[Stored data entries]
★ ★ ★ ★ ★ ★ ★

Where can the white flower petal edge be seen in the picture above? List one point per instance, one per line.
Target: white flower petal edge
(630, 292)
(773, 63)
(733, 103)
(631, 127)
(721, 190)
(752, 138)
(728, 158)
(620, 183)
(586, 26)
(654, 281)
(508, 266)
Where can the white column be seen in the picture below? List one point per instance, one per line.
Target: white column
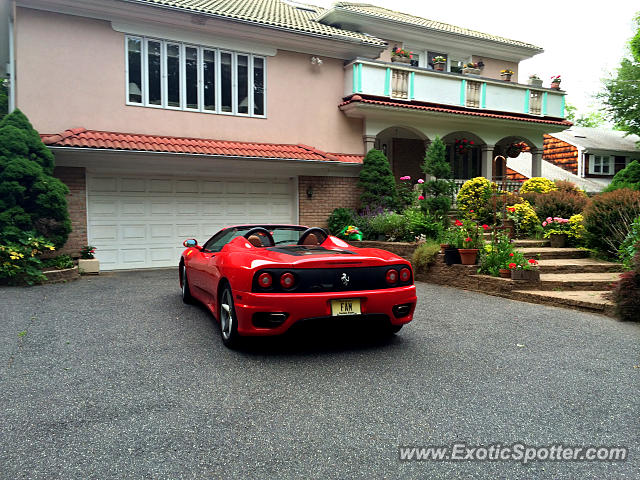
(486, 161)
(536, 162)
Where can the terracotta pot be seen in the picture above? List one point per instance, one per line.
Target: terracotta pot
(505, 273)
(452, 256)
(468, 256)
(558, 240)
(526, 275)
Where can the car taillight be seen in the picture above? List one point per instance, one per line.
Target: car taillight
(392, 276)
(405, 275)
(265, 280)
(287, 280)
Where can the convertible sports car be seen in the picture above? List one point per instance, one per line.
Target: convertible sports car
(262, 279)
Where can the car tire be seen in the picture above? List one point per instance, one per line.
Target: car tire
(228, 319)
(186, 291)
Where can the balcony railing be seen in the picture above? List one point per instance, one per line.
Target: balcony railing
(404, 82)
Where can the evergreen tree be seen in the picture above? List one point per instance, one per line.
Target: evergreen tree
(31, 199)
(377, 181)
(437, 192)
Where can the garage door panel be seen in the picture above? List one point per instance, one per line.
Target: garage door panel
(138, 222)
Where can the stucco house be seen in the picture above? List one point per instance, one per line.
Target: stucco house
(172, 118)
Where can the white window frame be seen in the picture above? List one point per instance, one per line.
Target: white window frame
(592, 165)
(164, 88)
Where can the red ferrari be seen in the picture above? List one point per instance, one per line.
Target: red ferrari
(262, 279)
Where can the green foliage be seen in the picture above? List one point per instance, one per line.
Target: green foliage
(496, 255)
(628, 177)
(474, 199)
(424, 255)
(608, 218)
(538, 185)
(558, 203)
(377, 181)
(437, 191)
(340, 218)
(30, 197)
(59, 262)
(631, 245)
(19, 257)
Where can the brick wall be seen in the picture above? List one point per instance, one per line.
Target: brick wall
(561, 154)
(328, 193)
(74, 178)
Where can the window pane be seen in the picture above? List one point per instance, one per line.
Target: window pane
(258, 86)
(134, 49)
(225, 80)
(243, 84)
(191, 76)
(153, 67)
(173, 75)
(209, 79)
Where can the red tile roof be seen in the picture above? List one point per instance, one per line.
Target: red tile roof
(366, 99)
(92, 139)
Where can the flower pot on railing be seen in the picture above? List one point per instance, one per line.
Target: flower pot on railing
(526, 275)
(452, 256)
(468, 256)
(558, 240)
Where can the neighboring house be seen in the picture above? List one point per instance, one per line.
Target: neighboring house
(589, 157)
(172, 118)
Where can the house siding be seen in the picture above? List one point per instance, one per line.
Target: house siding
(329, 193)
(561, 154)
(75, 179)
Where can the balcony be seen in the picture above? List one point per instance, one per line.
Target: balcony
(397, 81)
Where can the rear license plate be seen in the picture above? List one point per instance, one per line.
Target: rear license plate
(346, 306)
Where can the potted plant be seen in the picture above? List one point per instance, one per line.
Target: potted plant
(439, 63)
(472, 68)
(88, 263)
(401, 55)
(535, 80)
(506, 74)
(557, 230)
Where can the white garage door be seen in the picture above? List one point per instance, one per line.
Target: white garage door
(141, 222)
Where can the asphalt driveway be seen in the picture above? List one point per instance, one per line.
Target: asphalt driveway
(113, 377)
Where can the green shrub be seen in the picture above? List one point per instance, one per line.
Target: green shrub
(631, 244)
(557, 203)
(424, 255)
(30, 197)
(538, 185)
(474, 199)
(60, 262)
(608, 218)
(628, 177)
(377, 181)
(340, 218)
(19, 257)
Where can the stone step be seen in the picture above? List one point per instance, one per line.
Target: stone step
(577, 265)
(577, 281)
(591, 300)
(548, 252)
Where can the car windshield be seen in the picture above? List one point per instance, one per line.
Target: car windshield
(282, 235)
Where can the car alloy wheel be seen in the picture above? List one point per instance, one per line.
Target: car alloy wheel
(228, 320)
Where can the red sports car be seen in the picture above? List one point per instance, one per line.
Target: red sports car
(262, 279)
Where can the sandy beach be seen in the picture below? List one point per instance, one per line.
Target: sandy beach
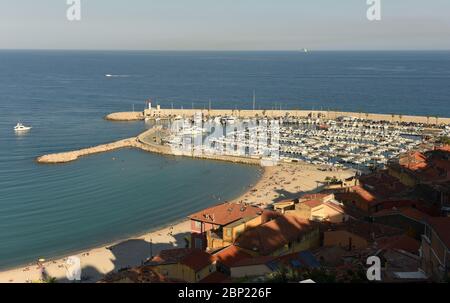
(276, 183)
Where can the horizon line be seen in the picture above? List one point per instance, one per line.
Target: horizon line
(225, 50)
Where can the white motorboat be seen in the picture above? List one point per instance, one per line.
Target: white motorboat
(21, 128)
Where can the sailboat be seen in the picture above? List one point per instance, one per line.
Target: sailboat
(21, 128)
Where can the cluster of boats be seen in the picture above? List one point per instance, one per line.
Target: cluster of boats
(21, 128)
(346, 141)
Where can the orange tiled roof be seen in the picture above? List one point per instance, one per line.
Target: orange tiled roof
(216, 277)
(409, 212)
(312, 203)
(231, 255)
(254, 261)
(366, 230)
(364, 194)
(143, 274)
(268, 237)
(226, 213)
(442, 227)
(402, 242)
(195, 259)
(318, 196)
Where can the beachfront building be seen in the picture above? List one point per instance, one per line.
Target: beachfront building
(218, 226)
(183, 264)
(373, 191)
(283, 235)
(427, 173)
(357, 235)
(320, 208)
(435, 249)
(408, 219)
(142, 274)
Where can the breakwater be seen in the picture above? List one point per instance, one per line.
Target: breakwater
(167, 113)
(147, 141)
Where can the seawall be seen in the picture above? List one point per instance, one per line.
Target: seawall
(145, 142)
(167, 113)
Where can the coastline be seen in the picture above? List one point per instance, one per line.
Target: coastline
(98, 261)
(167, 113)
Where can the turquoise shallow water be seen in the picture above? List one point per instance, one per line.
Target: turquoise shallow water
(57, 209)
(52, 210)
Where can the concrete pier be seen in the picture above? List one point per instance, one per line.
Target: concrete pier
(167, 113)
(147, 141)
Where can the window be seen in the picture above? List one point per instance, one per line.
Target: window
(228, 232)
(198, 243)
(198, 225)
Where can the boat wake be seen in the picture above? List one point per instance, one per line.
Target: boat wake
(116, 76)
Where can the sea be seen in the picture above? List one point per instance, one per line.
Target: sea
(47, 211)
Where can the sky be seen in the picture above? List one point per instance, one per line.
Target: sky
(225, 25)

★ ★ ★ ★ ★ ★ ★

## EXERCISE DETAILS
Tally every line in these entries where the string "below" occurs. The tally alone is the answer.

## WRITTEN SOLUTION
2